GIVEN INSTRUCTION 1: Name every reason the additive manufacturing and land power text gives for why an Army supply chain could be compromised.
GIVEN INSTRUCTION 2: Write the next part of the additive manufacturing and land power text, picking up after its final paragraph.

GIVEN TEXT:
Adopting Additive Manufacturing and its Impact on Land Power
The effectiveness of land power is underpinned by its supply chain. Without an efficient supply chain, Army’s ability to maintain effectiveness in established locations, and when projected forward, is at risk. Therefore, it is imperative that the Army looks to enhance its ability to deal with situations where the supply chain is compromised, either due to geographical dislocation, replacement part shortages, or backlog. The adoption of Additive Manufacturing (AM) as part of the supply chain can mitigate these risks. AM equipment can be located at the point of need to fabricate required components, either as replacement parts or to enable equipment to be limped home. AM could supplement the supply chain. While, traditional supply chain practices would need to remain, AM could be injected when the supply chain falters. AM’s other excellent capability is that it can facilitate innovation by filling capability gaps and improving existing capability. Throughout history, Australian Army members have proven themselves to be innovative thinkers, and AM provides another tool to foster this behaviour. In short, AM can transform land power by creating a more resilient supply chain and by creating the opportunity for bespoke solutions on the ground as required.
AM encompasses a range of technologies that produce components by building parts, a layer at a time, in a range of materials. This includes the more commonly known process of Fused Filament Fabrication (FFF) where a thermoplastic is melted and laid, one layer on top of the other, until the part is built. Other more complex processes include Selective Laser Melting (SLM) where metals powders are fused together using laser/s.[i] Each process offers advantages and disadvantages. Therefore, selecting an appropriate process depends on the application. There is also a wide range of machine sizes available within the industry; anywhere from the size of a microwave oven to a machine that requires extensive infrastructure for operation in a temperature-controlled environment.
The variety in AM output has the potential to benefit land power in a multitude of ways. This includes the ability to print parts on the frontline at the point of need where size and infrastructure would be limiting factors, to the production of more complex components using machines that require temperature-controlled environments and significant power.

DATA ENTRIES:
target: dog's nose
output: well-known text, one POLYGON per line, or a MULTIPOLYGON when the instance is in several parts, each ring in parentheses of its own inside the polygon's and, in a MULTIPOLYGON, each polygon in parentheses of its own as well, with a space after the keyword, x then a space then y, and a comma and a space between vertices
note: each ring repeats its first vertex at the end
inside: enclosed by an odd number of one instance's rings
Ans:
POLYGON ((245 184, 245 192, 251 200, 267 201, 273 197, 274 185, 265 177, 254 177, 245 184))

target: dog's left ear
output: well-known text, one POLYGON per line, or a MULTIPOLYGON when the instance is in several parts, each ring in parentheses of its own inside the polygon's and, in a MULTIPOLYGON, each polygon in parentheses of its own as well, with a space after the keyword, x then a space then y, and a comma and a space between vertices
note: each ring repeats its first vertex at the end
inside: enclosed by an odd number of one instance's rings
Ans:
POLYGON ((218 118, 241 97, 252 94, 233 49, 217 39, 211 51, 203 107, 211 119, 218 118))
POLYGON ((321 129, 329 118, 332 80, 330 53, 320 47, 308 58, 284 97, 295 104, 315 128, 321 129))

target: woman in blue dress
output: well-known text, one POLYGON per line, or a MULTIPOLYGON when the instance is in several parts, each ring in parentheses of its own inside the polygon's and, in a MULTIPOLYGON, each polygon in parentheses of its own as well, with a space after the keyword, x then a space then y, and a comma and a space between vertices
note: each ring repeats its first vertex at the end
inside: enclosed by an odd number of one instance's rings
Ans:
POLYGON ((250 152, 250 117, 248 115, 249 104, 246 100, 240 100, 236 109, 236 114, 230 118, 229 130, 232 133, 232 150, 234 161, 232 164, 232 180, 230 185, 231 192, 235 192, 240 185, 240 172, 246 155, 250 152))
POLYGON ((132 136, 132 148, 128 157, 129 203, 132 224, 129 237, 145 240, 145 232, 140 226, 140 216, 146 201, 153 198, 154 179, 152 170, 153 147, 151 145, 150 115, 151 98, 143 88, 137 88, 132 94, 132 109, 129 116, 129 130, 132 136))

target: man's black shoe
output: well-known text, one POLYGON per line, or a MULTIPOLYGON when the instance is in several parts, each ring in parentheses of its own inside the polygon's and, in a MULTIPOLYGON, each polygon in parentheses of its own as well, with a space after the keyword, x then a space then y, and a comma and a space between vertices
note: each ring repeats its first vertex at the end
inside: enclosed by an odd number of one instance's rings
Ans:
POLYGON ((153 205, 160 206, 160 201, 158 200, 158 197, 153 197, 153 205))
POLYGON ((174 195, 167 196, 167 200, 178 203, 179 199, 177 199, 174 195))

REPLY 1:
- Geographical dislocation
- Replacement part shortages
- Backlog

REPLY 2:
A simple component such as a selector switch on a radio can render the radio completely inoperable if it goes missing or is damaged. In locations such as a patrol base in Afghanistan, returning radios for repair is not feasible and access to spare parts is limited to what is carried at the time of departure. The loss or malfunction of a simple component results in an otherwise functional radio needing to be swapped for another. Another option now exists. A small 3D printer located at a patrol base could fabricate this component, and others, to keep equipment functioning temporarily, or to repair it to a fully serviceable standard.
The front bracket mount of a helmet is another plastic component that can readily break and have a significant impact on combat effectiveness. Without a bracket, the soldier is unable to mount a range of equipment to their helmet. 3D printing a new bracket can restore full functionality to the member’s helmet.
These are two simple examples of current in-service pieces of equipment that contain plastic componentry. However, the utility of AM is not limited to small plastic components. A unique application for AM is the fabrication of drone frames. The functionality of a drone could vary depending on mission requirements therefore, there is likely to be multiple designs. Transporting quantities of each design is not logistically feasible. AM offers the flexibility to fabricate frames, as required, with the additional benefit of being able to modify designs prior to 3D printing.
AM Use in Industry
AM is already used within the Defence industry. In particular, the US military. [ii] The US military has invested significantly in exploring AM to “reduce maintenance cycle times, supply chain backlogs, and place manufacturing capabilities at or near the point of need.” [iii] In doing so, the US is paving the way for the adoption of AM within the defence environment, while also addressing issues such as the secure transmission and access of 3D printing data into the battlefield.[iv] A recent announcement from President Biden[v] has shown the increasing level of trust in AM technology for the fabrication of spare parts in support of sovereign manufacturing.[vi] This development promises to transform the US manufacturing landscape, decreasing reliance on other countries for certain products. With the Australian Army, utilisation of AM has been very limited, isolated to initiatives such as Makerspace [vii] and Spee3D trial [viii] which does not capitalise on the full potential of AM.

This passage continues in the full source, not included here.